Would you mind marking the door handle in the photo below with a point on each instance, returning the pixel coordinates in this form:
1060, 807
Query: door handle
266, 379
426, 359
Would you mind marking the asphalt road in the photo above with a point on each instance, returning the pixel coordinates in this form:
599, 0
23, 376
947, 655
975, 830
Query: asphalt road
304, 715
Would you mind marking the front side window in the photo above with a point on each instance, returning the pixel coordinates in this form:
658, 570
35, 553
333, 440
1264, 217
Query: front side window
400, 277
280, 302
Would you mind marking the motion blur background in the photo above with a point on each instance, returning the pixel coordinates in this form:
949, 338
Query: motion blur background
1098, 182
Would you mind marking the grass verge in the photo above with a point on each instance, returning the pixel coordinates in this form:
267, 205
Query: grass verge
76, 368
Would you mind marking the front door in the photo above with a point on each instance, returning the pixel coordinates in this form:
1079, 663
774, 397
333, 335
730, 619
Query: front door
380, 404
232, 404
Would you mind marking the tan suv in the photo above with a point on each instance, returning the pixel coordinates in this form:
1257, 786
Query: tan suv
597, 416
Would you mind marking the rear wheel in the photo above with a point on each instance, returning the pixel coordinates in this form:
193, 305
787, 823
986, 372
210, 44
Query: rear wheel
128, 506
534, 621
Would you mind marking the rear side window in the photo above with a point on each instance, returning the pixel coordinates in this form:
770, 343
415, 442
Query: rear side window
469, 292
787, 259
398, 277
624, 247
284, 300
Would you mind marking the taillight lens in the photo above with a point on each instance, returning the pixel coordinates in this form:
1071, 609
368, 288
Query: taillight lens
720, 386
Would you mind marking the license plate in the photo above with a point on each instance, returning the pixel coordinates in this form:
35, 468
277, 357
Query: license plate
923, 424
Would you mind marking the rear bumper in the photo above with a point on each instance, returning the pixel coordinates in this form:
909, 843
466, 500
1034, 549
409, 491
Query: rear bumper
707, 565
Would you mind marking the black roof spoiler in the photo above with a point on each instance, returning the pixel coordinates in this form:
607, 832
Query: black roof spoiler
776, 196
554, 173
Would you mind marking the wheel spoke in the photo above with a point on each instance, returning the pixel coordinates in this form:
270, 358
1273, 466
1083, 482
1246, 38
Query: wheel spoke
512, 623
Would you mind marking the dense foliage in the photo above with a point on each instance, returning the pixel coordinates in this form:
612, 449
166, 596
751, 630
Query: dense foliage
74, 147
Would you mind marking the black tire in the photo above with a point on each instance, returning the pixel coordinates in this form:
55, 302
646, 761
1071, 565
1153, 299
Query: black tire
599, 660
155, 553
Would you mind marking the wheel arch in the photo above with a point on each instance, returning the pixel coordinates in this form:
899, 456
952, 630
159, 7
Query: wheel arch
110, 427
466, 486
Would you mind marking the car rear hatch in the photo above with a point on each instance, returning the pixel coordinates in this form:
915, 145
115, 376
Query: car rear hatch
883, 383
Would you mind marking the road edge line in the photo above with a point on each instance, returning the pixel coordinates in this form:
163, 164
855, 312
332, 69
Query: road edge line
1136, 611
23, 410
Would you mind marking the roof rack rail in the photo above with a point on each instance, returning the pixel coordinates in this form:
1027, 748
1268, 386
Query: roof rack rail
########
Whenever the word "rack" appears in a line of the listing, copy out that line.

Answer box →
Would you mind marking the roof rack rail in the photo above with a point on each instance, returning the pixel coordinates in this form:
Query: roof rack rail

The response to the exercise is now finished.